## Texte extrait
Nous structurerons l’analyse selon un plan en deux parties. Dans un premier temps, nous présenterons le processus de transfert des activités de la vieille ville vers Aïn Nokbi. Dans un deuxième temps, nous nous efforcerons d’analyser les retombées de ce processus en termes de revitalisation du tissu productif artisanal sur le territoire de Fès (grâce, notamment, à un nouveau mode d’organisation qui assume le passage de l’artisanat à la petite industrie).

Fès : mille ans d’évolution aboutissant au processus actuel de transfert des unités de production artisanales de la vieille ville vers les nouvelles zones d’activités

Fès est considérée, à juste titre, comme un centre par excellence d’un savoir-faire artisanal remarquable, dont la pérennité est attribuable autant à la transmission continue de compétences manuelles d’une génération à l’autre qu’à des valeurs socioculturelles favorables. Toutefois, en raison de la saturation de l’espace de la vieille ville et des problèmes croissants d’insalubrité qui en découlent, l’État a lancé, au début des années 2000, une politique de transfert des activités artisanales vers de nouveaux sites. Cette politique, censée aider les artisans à s’adapter à la concurrence des produits industriels importés, a pour ambition stratégique de susciter un renouveau des métiers ancestraux et, au-delà, une redynamisation de l’économie ou, plus exactement, de la socioéconomie artisanale locale.

L’économie de Fès : survol historique d’un essor fondé sur un riche patrimoine artisanal

La construction de la vieille ville de Fès autour des activités artisanales

Historiquement, Fès s’est développée en trois périodes : la partie la plus ancienne, « Fès El-Bâli », sous Idriss I et Idriss II, au VIIIe siècle ; « Fès El-Jdid », au XIIIe siècle ; et la ville européenne (dite « ville moderne »), sous le protectorat français, à partir de 1912. Au cours de ces différentes périodes, l’artisanat fassi a bénéficié des apports de trois cultures : berbère, andalouse et moyen-orientale, les trois portant d’une façon ou d’une autre (et à différents degrés) l’empreinte de la religion musulmane.

## Consigne A
D'après le texte extrait, quand l'État a-t-il lancé la politique de transfert des activités artisanales vers de nouveaux sites ?
## Consigne B
Recopiez, s'il vous plaît, le passage du texte extrait qui va de « La construction de » jusqu'à « la religion musulmane. » inclus.

## Liste des enregistrements
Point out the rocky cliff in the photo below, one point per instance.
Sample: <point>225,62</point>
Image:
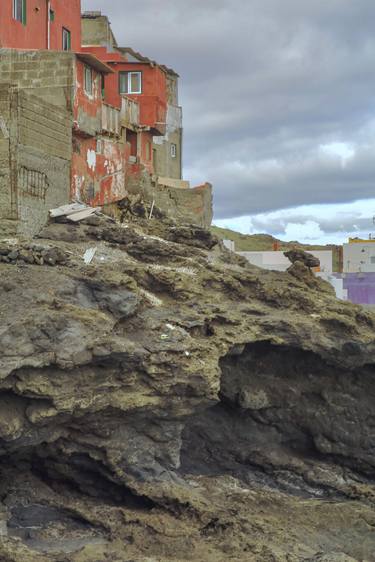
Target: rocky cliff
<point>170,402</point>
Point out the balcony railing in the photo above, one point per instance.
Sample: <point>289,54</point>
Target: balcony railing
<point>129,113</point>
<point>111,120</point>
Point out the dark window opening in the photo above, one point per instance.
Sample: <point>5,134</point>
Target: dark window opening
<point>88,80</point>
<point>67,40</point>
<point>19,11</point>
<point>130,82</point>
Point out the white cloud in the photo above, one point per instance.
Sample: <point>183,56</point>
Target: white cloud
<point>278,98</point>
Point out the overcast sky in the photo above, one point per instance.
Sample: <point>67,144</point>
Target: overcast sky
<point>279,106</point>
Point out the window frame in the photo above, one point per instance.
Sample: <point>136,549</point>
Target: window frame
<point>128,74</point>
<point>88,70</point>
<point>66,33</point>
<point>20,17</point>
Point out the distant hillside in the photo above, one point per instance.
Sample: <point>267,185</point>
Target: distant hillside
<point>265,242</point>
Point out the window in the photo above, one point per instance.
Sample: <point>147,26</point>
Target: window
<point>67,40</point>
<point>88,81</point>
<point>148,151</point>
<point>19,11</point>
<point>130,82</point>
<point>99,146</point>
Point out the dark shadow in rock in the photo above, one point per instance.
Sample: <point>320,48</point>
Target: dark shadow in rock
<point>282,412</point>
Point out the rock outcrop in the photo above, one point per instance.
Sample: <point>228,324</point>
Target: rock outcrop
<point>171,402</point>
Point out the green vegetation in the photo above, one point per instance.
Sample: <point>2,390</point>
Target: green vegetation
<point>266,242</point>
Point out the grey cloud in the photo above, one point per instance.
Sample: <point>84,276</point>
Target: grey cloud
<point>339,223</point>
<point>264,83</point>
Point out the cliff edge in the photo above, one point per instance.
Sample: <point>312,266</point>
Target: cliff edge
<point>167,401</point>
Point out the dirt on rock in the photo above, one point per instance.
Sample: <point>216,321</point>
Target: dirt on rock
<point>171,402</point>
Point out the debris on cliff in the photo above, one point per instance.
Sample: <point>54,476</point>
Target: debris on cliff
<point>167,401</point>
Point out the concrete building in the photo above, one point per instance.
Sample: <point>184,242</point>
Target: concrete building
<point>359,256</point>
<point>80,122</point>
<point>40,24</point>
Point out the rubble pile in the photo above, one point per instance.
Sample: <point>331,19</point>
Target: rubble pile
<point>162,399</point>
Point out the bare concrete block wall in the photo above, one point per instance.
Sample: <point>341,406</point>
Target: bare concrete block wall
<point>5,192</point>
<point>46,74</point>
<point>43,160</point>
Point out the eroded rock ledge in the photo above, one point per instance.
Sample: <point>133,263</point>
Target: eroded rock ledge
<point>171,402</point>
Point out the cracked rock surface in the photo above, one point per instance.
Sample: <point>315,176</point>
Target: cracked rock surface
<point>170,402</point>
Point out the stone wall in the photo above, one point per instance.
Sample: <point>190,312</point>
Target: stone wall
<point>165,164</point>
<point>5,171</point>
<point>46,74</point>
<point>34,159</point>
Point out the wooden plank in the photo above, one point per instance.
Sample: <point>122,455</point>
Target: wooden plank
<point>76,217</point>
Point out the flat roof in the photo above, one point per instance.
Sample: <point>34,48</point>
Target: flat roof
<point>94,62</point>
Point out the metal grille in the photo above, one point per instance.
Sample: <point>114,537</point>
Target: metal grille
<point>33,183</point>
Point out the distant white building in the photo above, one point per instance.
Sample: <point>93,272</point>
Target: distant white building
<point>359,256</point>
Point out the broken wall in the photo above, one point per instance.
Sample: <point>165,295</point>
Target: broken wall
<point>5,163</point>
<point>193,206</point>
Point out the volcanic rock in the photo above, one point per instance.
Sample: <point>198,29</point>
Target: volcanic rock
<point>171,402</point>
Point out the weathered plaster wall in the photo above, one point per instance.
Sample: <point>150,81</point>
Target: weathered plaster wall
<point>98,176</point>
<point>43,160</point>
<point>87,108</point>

## Réponse A
Au début des années 2000.

## Réponse B
La construction de la vieille ville de Fès autour des activités artisanales

Historiquement, Fès s’est développée en trois périodes : la partie la plus ancienne, « Fès El-Bâli », sous Idriss I et Idriss II, au VIIIe siècle ; « Fès El-Jdid », au XIIIe siècle ; et la ville européenne (dite « ville moderne »), sous le protectorat français, à partir de 1912. Au cours de ces différentes périodes, l’artisanat fassi a bénéficié des apports de trois cultures : berbère, andalouse et moyen-orientale, les trois portant d’une façon ou d’une autre (et à différents degrés) l’empreinte de la religion musulmane.